Copy the records below word for word, beginning at the line that contains "Where can the" and continuing through the last line of the records.

## start DATA SHOWN

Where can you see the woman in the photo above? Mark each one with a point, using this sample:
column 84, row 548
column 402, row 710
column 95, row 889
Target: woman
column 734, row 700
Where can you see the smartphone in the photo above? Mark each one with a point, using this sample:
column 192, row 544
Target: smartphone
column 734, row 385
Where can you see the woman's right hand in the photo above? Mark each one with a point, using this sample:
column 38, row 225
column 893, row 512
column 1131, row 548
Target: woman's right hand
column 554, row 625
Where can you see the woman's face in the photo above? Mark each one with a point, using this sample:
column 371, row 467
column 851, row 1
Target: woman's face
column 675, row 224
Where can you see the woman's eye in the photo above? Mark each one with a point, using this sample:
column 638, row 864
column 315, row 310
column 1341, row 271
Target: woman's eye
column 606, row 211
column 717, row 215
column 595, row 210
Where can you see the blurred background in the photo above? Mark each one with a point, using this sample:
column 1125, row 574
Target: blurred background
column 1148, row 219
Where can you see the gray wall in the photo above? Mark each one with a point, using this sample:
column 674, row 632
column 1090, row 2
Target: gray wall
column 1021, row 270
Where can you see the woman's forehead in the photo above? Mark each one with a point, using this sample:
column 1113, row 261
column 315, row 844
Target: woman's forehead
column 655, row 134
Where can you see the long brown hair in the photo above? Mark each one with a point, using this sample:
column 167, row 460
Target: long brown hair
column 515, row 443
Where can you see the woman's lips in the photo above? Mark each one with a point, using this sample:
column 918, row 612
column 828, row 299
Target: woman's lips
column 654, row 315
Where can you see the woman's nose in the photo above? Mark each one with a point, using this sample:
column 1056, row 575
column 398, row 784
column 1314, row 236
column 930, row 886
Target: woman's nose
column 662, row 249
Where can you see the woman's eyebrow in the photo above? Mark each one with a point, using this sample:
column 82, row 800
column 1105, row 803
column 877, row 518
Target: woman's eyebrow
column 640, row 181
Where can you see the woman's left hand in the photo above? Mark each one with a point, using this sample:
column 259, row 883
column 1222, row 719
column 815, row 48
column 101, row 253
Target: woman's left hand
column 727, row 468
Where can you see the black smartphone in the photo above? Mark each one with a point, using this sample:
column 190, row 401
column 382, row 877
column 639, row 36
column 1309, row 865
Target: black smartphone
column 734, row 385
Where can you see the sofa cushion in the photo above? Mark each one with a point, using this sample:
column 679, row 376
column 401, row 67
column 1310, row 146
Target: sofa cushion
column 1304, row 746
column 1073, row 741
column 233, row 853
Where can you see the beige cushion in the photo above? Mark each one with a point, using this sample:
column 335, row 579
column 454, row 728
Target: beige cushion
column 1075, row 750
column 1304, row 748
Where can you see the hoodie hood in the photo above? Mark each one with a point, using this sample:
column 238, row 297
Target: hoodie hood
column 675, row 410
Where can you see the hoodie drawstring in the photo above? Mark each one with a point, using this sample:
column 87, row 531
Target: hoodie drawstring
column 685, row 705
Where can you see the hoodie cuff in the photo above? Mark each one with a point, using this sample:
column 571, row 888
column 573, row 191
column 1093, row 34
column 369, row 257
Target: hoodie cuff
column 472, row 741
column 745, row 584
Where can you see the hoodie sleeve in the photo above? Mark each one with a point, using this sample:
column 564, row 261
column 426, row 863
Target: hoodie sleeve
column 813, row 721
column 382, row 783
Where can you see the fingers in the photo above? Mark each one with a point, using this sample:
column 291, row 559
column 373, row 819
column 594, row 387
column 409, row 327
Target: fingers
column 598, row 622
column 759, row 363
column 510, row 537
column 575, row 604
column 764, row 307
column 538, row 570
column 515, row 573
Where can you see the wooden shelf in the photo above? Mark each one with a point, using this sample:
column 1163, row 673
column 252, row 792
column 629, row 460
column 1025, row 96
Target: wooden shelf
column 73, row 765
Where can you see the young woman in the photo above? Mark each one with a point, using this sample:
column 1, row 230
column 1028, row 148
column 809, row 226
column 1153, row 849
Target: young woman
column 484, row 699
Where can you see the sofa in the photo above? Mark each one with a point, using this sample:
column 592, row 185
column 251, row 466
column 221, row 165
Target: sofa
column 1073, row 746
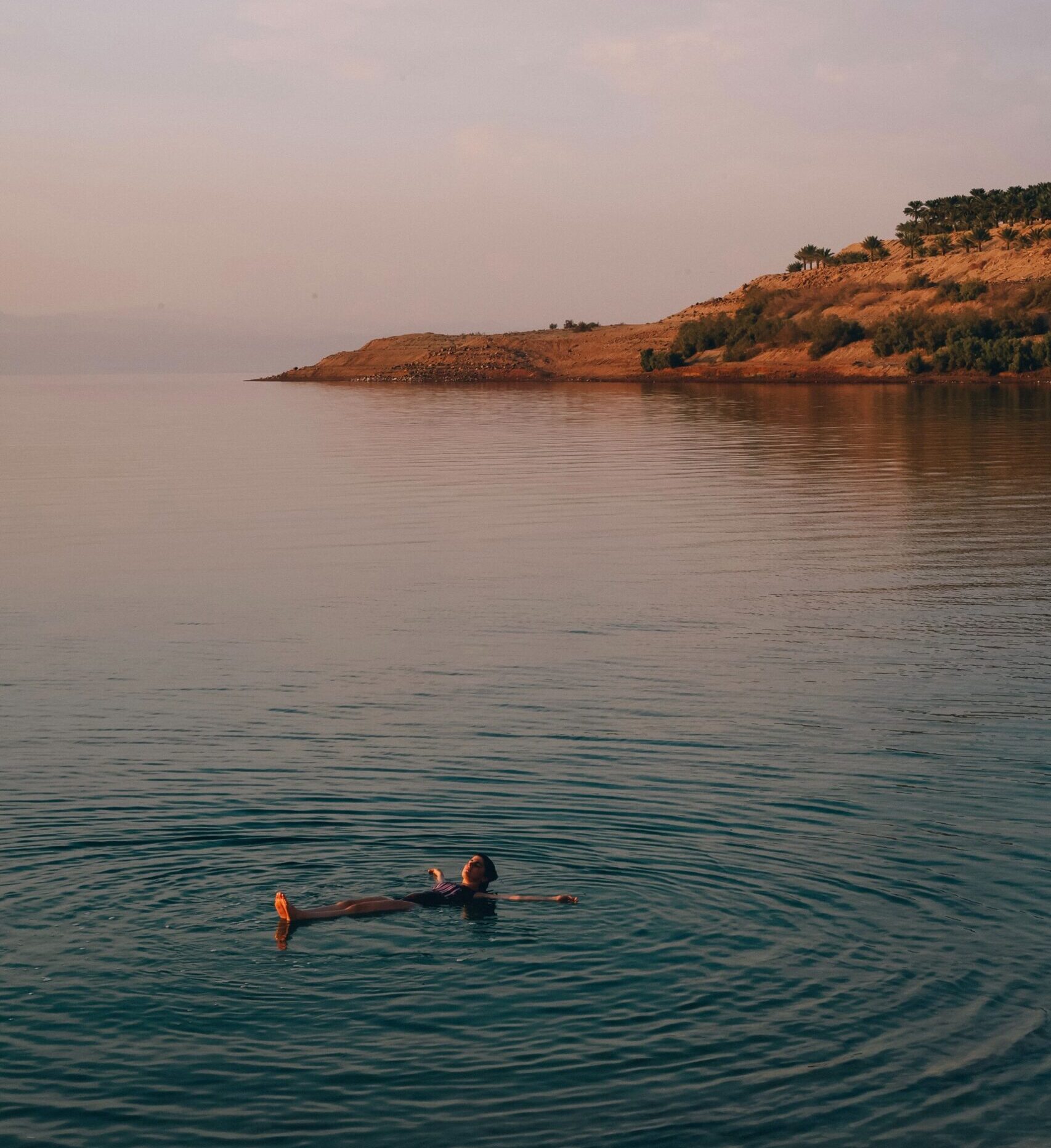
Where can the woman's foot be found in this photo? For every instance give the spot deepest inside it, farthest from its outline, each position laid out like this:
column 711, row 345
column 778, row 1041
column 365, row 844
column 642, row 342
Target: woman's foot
column 285, row 910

## end DATA SHOWN

FINAL RESULT:
Where can the woman's foot be found in this photo? For every instance give the spot deepest inside it, farthest from its outline, each position laid out like this:
column 711, row 345
column 778, row 1041
column 365, row 844
column 642, row 342
Target: woman's foot
column 285, row 910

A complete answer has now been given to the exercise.